▸ **TASK DIRECTIONS**: Transcribe only what runs from the line including "Annotation task: tag one point per instance of the bird in" through the last line of the entries, exactly as it appears.

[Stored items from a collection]
__________________________________________________
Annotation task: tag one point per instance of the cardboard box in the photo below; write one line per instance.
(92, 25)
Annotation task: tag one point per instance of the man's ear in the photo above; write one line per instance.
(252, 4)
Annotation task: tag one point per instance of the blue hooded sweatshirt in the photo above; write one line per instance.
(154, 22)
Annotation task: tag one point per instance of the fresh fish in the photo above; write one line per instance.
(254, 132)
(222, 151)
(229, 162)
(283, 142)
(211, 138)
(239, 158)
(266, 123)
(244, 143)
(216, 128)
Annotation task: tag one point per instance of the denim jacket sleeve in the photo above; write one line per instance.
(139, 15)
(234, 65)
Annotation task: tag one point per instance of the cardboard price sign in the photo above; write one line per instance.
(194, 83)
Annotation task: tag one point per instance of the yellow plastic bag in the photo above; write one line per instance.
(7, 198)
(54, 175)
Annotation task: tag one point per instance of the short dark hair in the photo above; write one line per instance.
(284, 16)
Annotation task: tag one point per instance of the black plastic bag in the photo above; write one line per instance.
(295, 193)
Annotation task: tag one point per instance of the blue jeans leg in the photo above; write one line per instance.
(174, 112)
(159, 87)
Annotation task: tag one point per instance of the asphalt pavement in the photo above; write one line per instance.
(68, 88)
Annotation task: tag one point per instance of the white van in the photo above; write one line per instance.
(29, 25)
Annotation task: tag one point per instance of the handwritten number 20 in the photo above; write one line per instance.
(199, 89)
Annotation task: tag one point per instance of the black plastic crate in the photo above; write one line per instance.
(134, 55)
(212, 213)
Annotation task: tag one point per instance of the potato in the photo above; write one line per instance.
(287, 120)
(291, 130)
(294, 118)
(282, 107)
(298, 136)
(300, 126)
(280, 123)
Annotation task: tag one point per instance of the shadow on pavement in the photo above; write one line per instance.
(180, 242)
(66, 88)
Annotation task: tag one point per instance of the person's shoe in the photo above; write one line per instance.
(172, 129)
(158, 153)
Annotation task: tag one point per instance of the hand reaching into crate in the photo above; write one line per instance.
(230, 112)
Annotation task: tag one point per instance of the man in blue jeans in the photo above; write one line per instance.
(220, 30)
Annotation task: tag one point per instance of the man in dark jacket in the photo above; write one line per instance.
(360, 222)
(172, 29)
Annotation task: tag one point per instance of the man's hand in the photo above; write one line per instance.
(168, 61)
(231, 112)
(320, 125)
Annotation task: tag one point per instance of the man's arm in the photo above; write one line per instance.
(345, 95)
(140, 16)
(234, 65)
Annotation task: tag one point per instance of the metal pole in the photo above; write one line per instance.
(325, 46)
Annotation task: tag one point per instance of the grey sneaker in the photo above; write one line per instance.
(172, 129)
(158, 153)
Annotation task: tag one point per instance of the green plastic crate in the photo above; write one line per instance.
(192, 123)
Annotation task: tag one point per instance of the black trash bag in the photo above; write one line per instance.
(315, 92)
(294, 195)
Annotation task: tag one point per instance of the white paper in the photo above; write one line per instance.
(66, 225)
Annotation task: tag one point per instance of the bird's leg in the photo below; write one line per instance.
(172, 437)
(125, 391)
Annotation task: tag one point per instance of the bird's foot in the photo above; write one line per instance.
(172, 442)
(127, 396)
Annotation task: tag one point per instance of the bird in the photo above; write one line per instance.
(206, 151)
__________________________________________________
▸ **TASK RESULT**:
Annotation task: tag one point per instance of the bird in the photo above; write one line per instance.
(206, 151)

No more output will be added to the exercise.